Requirement :: Where a line of the listing below includes the word "crane", reproduce that line.

|---|

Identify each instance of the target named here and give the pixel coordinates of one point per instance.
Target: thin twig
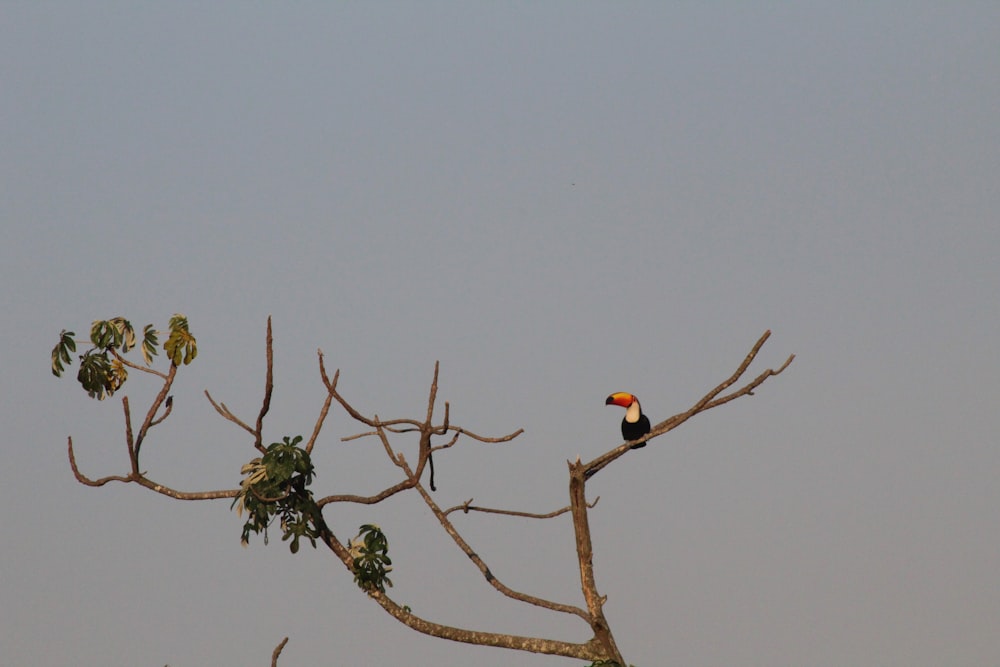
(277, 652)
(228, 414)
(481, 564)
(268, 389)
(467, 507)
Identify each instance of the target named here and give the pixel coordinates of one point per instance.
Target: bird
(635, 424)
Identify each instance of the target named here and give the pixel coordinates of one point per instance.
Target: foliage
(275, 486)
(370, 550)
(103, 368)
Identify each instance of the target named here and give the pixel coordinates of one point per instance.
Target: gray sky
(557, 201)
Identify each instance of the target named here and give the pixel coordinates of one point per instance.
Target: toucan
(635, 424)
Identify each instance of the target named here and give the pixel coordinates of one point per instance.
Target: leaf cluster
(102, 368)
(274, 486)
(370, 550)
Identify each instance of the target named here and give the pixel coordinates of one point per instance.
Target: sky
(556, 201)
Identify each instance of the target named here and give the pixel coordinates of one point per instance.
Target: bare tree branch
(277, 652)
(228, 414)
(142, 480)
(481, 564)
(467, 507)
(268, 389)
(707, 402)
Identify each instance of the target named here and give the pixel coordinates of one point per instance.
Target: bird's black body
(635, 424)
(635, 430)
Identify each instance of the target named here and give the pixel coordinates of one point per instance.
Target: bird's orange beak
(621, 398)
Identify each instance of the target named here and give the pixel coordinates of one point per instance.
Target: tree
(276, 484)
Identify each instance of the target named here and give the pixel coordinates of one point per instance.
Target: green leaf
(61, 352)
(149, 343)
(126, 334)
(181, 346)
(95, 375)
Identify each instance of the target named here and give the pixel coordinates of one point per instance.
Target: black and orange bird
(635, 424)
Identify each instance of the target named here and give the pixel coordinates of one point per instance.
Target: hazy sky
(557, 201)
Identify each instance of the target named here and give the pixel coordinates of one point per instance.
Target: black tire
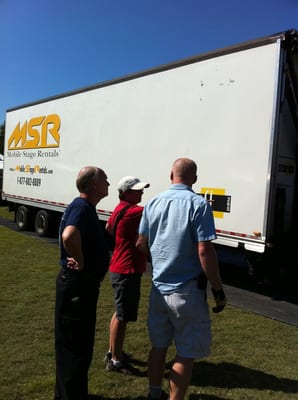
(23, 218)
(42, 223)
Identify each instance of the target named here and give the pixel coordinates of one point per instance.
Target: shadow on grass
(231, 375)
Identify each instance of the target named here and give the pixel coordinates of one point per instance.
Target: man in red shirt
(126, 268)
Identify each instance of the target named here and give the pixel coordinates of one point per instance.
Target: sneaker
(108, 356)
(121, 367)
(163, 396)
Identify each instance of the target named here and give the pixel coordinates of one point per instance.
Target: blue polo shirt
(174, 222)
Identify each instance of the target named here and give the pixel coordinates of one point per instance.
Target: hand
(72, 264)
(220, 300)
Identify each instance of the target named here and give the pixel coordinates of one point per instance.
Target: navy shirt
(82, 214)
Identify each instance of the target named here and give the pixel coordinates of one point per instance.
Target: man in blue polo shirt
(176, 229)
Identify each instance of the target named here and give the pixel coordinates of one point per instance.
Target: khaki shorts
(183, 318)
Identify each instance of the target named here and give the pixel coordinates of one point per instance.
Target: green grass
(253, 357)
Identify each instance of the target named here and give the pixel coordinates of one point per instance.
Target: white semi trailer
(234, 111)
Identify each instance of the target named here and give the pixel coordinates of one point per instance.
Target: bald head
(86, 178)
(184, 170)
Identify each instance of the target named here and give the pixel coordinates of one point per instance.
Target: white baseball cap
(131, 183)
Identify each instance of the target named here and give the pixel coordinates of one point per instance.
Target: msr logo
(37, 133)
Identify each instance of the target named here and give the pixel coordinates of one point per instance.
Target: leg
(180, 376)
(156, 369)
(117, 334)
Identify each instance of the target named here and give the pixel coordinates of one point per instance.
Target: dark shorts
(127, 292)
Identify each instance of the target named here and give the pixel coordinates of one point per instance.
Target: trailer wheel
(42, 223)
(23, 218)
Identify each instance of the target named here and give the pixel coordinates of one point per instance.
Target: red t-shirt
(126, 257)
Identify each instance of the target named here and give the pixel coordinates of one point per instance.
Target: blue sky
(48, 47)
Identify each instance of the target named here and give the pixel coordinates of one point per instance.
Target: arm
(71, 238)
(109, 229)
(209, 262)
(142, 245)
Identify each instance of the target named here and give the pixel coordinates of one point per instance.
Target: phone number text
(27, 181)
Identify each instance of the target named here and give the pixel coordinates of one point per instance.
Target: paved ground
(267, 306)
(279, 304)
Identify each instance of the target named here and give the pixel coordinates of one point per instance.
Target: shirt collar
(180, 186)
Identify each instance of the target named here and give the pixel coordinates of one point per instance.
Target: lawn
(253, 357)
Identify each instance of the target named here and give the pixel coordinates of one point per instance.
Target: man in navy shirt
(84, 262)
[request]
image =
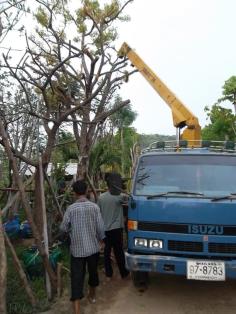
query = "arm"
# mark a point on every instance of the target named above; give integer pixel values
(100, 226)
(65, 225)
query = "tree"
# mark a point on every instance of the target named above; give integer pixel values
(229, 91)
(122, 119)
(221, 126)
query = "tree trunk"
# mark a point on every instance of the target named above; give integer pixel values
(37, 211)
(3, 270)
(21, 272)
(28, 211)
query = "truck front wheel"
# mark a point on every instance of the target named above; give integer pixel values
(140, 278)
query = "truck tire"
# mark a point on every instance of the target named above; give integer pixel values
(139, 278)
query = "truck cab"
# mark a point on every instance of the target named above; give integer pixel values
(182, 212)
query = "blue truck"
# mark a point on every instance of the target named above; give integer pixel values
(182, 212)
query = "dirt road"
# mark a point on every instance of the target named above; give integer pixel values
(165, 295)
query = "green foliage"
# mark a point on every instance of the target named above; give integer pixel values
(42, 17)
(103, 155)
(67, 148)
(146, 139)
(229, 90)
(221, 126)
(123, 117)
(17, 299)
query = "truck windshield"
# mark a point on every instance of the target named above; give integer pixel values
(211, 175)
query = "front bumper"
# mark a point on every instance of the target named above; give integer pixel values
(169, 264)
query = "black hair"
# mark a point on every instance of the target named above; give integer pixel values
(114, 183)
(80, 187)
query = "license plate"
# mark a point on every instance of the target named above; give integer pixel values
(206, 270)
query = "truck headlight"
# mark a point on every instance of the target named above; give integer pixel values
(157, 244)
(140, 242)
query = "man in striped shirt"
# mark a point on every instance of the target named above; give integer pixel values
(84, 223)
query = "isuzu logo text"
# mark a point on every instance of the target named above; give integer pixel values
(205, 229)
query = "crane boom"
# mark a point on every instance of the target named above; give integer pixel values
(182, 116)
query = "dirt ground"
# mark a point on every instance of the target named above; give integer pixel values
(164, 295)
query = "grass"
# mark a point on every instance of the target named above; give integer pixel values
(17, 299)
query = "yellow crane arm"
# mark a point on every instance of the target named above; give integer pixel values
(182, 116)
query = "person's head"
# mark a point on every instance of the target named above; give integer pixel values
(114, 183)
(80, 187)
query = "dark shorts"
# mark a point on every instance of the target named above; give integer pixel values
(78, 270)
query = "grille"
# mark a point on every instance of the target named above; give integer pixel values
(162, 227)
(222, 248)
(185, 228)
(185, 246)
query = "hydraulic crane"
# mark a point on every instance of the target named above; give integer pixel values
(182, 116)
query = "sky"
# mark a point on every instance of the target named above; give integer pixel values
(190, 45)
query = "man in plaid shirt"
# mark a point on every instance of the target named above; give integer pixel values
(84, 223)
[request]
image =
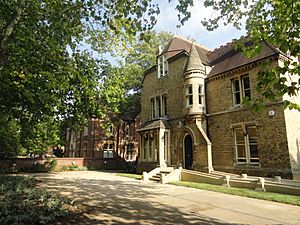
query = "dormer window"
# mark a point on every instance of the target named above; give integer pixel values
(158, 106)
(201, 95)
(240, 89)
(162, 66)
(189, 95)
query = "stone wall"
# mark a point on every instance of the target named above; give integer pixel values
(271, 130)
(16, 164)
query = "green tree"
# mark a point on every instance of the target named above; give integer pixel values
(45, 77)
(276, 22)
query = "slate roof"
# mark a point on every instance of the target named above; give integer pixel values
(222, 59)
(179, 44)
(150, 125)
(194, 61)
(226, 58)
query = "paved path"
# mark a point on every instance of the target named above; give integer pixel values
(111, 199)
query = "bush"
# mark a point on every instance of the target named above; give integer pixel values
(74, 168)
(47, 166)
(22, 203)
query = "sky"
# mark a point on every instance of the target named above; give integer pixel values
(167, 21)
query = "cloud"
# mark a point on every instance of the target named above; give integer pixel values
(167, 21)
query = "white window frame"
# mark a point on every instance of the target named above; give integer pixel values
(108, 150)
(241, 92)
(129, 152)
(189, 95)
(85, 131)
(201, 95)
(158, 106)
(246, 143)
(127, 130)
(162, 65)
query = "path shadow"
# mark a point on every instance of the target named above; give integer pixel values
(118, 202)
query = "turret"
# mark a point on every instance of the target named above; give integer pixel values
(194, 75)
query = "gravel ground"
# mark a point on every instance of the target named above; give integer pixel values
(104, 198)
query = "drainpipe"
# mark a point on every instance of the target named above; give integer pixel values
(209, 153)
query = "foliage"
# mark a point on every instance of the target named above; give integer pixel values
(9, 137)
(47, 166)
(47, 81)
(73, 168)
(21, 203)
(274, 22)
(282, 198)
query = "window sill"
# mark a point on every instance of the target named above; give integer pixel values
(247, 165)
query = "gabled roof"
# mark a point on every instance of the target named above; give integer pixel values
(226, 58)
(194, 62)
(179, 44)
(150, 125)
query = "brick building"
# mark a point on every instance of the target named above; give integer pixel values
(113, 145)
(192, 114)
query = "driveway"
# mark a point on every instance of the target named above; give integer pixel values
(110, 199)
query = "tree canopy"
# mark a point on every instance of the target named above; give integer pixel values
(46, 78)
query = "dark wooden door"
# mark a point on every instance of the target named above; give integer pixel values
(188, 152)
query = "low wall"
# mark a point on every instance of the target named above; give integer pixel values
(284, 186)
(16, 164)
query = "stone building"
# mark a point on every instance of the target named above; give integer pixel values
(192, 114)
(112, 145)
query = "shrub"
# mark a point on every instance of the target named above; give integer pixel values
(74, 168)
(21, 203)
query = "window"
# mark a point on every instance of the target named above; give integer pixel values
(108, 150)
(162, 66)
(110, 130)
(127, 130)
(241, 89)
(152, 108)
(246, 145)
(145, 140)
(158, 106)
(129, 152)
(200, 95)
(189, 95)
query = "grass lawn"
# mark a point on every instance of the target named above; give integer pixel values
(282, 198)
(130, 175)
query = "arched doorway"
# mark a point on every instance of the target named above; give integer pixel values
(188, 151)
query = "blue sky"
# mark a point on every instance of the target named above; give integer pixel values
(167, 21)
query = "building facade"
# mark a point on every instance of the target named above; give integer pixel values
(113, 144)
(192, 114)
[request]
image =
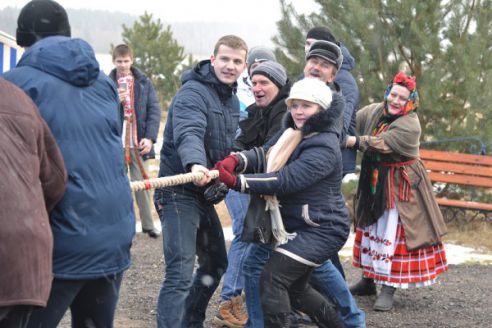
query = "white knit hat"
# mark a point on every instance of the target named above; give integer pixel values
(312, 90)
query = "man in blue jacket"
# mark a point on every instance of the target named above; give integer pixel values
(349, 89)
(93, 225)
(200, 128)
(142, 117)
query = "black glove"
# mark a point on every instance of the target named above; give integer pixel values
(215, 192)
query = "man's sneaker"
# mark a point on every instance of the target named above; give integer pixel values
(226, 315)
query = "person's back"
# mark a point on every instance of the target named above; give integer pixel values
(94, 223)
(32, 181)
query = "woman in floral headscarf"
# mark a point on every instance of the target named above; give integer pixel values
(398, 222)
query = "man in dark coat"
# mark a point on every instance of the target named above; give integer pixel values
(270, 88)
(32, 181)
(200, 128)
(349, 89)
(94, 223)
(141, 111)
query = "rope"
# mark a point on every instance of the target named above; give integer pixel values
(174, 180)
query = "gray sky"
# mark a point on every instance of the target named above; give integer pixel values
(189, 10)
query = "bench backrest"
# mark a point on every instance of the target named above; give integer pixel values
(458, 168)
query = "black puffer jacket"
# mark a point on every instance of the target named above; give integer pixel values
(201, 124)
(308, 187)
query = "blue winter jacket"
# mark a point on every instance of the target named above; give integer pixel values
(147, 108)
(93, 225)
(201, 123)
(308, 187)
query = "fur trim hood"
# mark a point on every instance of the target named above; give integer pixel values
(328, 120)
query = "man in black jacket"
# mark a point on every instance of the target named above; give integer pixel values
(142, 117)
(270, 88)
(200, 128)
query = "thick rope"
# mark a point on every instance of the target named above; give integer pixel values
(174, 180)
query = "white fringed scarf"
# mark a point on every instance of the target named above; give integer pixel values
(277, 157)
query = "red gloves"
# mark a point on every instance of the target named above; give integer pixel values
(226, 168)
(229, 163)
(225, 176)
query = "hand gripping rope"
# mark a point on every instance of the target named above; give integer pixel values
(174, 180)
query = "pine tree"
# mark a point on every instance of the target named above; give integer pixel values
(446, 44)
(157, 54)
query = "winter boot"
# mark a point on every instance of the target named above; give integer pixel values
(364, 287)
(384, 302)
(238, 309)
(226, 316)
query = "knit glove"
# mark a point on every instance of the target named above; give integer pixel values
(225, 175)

|---|

Result below ::
query = "crane boom"
query = "yellow crane arm"
query = "hydraulic crane"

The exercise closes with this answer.